- THE TASKS:
(a) In the class setup checklist below, rewrite the paragraph beginning "Common failures:" as a short bulleted list.
(b) List every file named with an extension in the class setup checklist below.
(c) Write the next part of the class setup checklist below, picking up after its final line about building the Power BI dashboard.

━━━━━ PAGE EXTRACT ━━━━━

C — Verify before class

Azure Portal / Storage Explorer

  1. Containersnyc-taxi-dataraw/trips/ — Parquet files visible.
  2. Open raw/lookup/taxi_zone_lookup.csv exists.

Snowflake (trainer account)

Run after pasting SAS into snowflake/setup/02_external_stage.sql:

-- Replace 00_JUEWEI with your trainer ID (uppercase in Snowflake)
LIST @00_JUEWEI_BRONZE.nyc_taxi_trips_stage;
LIST @00_JUEWEI_BRONZE.nyc_taxi_lookup_stage;

Both commands must return file names (not Access denied or empty error).

Databricks (trainer dry-run)

After 00_setup.py with ADLS2 key:

# In a notebook cell — should print a row count, not auth error
spark.read.parquet(TRIPS_DATA_PATH).count()

D — Distribute to attendees

Item When Format
Storage account key Module 2 Verbal only
SAS token Module 3 Printed card — warn about expiry date

Common failures: expired SAS, extra spaces when copy-pasting token, using account key in Snowflake stage SQL, or regenerating key1 after Databricks setup without telling the class.

Aiven Kafka (Module 8 only)

  1. Create Aiven Kafka cluster — see aiven-streaming-setup.qmd
  2. Start User Activity generator (4 hours max on free tier — start on the morning of Module 8, not before)
  3. Download SSL certificates: ca.pem, service.cert, service.key
  4. Note the Service URI: kafka-xxxxx.aivencloud.com:12345
  5. Start the relay consumer (streaming/snowflake/00_relay_consumer.py) — requires ADLS2 key

Power BI (Module 7 demo + optional trainee self-paced)

Trainer — build the dashboard (Desktop, once before class)

━━━━━ MATERIAL ━━━━━

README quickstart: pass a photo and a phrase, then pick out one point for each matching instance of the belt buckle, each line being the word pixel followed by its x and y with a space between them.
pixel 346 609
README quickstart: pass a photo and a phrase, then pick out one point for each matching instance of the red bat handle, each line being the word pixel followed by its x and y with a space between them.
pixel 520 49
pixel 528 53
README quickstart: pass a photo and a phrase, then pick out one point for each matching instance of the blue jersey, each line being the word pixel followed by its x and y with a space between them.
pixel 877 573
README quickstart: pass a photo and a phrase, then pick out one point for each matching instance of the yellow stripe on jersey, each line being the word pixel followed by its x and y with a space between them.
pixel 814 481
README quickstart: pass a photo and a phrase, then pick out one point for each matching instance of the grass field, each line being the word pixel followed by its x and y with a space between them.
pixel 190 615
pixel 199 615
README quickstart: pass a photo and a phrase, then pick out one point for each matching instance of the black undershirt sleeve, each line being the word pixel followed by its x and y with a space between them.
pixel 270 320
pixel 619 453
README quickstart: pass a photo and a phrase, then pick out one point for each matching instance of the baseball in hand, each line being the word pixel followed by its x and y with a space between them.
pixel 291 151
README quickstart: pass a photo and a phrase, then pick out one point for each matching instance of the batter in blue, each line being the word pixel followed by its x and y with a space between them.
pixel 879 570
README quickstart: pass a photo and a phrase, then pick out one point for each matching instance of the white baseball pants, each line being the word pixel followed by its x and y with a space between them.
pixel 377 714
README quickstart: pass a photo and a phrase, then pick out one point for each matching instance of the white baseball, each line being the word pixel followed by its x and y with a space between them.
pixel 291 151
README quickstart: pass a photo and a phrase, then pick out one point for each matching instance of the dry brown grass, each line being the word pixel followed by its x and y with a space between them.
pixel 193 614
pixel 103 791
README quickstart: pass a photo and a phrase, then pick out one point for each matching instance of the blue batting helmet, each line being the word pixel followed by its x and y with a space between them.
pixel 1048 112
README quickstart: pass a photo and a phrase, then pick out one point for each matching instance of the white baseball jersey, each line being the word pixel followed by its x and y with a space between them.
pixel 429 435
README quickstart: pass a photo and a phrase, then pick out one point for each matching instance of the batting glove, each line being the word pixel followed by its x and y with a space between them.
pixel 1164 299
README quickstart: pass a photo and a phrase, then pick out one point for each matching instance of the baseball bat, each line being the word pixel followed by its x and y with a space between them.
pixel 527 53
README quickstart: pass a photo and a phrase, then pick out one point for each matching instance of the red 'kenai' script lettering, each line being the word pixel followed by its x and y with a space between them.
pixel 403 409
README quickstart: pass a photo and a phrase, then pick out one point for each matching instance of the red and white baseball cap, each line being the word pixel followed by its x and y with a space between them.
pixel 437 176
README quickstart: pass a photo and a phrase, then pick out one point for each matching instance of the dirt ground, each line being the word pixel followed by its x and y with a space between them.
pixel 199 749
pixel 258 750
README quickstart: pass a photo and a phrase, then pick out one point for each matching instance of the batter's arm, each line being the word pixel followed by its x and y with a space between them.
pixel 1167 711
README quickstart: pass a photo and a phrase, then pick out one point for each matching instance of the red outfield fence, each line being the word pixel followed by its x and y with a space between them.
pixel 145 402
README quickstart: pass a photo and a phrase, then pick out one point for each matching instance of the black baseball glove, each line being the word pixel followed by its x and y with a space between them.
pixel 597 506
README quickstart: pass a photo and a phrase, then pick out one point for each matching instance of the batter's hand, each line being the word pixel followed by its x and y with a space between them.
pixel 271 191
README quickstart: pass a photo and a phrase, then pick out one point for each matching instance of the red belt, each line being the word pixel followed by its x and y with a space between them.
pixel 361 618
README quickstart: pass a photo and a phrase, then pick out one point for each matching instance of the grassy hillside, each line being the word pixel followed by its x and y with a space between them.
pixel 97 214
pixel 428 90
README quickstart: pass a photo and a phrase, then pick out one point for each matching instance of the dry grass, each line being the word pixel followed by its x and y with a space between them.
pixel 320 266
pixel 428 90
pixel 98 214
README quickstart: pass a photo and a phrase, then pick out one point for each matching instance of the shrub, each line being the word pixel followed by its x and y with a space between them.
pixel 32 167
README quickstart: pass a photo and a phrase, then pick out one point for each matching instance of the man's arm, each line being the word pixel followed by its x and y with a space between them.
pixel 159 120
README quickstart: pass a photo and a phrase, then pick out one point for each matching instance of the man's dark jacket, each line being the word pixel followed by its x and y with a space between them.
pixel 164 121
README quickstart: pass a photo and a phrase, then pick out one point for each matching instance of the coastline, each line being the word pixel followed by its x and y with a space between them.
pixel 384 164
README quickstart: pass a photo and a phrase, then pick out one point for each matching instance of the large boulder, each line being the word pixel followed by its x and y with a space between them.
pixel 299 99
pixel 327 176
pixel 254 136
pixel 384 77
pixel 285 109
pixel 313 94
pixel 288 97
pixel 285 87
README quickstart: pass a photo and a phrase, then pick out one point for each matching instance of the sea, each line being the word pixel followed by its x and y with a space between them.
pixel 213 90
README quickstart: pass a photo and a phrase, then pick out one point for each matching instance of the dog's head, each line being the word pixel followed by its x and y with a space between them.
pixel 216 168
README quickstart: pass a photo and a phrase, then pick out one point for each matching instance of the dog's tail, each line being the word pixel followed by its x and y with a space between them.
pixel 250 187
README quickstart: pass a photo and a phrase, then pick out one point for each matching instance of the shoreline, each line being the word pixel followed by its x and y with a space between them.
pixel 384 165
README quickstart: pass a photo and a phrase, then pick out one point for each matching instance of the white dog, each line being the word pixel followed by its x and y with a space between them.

━━━━━

- TASK-BY-TASK OUTPUTS:
(a)
- Expired SAS
- Extra spaces when copy-pasting the token
- Using the account key in Snowflake stage SQL
- Regenerating key1 after Databricks setup without telling the class

(b)
- snowflake/setup/02_external_stage.sql
- raw/lookup/taxi_zone_lookup.csv
- 00_setup.py
- aiven-streaming-setup.qmd
- ca.pem
- service.cert
- service.key
- streaming/snowflake/00_relay_consumer.py

(c)
  1. Use a Windows machine with Power BI Desktop (free to install)
  2. Follow Exercise: Power BI or powerbi/README.md — connect to trainer Gold: Snowflake {trainer_id}_GOLD or Databricks {trainer_id}_gold
  3. Connect via Snowflake or Azure Databricks — load all 12 kpi_* tables · choose Import for the main workshop demo
  4. Build all five pages: Overview, Map, Time Analysis, Revenue, Efficiency — see Module 7 §3.1
  5. File → Save AsYellowLine-NYC-KPIs.pbix (keep a local copy for offline demo fallback)

Trainer — publish to cloud workspace (if you have Power BI Pro / Fabric)

Reports are authored in Desktop; your cloud workspace hosts, refreshes, and shares them. You cannot realistically build this five-page Snowflake/Databricks dashboard from scratch in the browser alone.

Step Where Action
1 Desktop Sign in with your work Microsoft account (same tenant as the workspace)
2 Desktop Home → Publish → select your workshop workspace (not My workspace unless you have no shared workspace)
3 Service Open Power BI → workspace → confirm report + semantic model appear
4 Service Refresh now on the dataset — Snowflake warehouse DE_WORKSHOP_WH must be Started
5 Service Open each of the five report pages — especially Map (Azure Maps geocoding needs network)
6 Service (optional) Settings → Scheduled refresh — daily refresh before class if using Import

Sharing and licensing

Your setup What trainees need to view your published report
Workspace on Premium / Fabric capacity Often no Pro — share workspace or report link (viewer)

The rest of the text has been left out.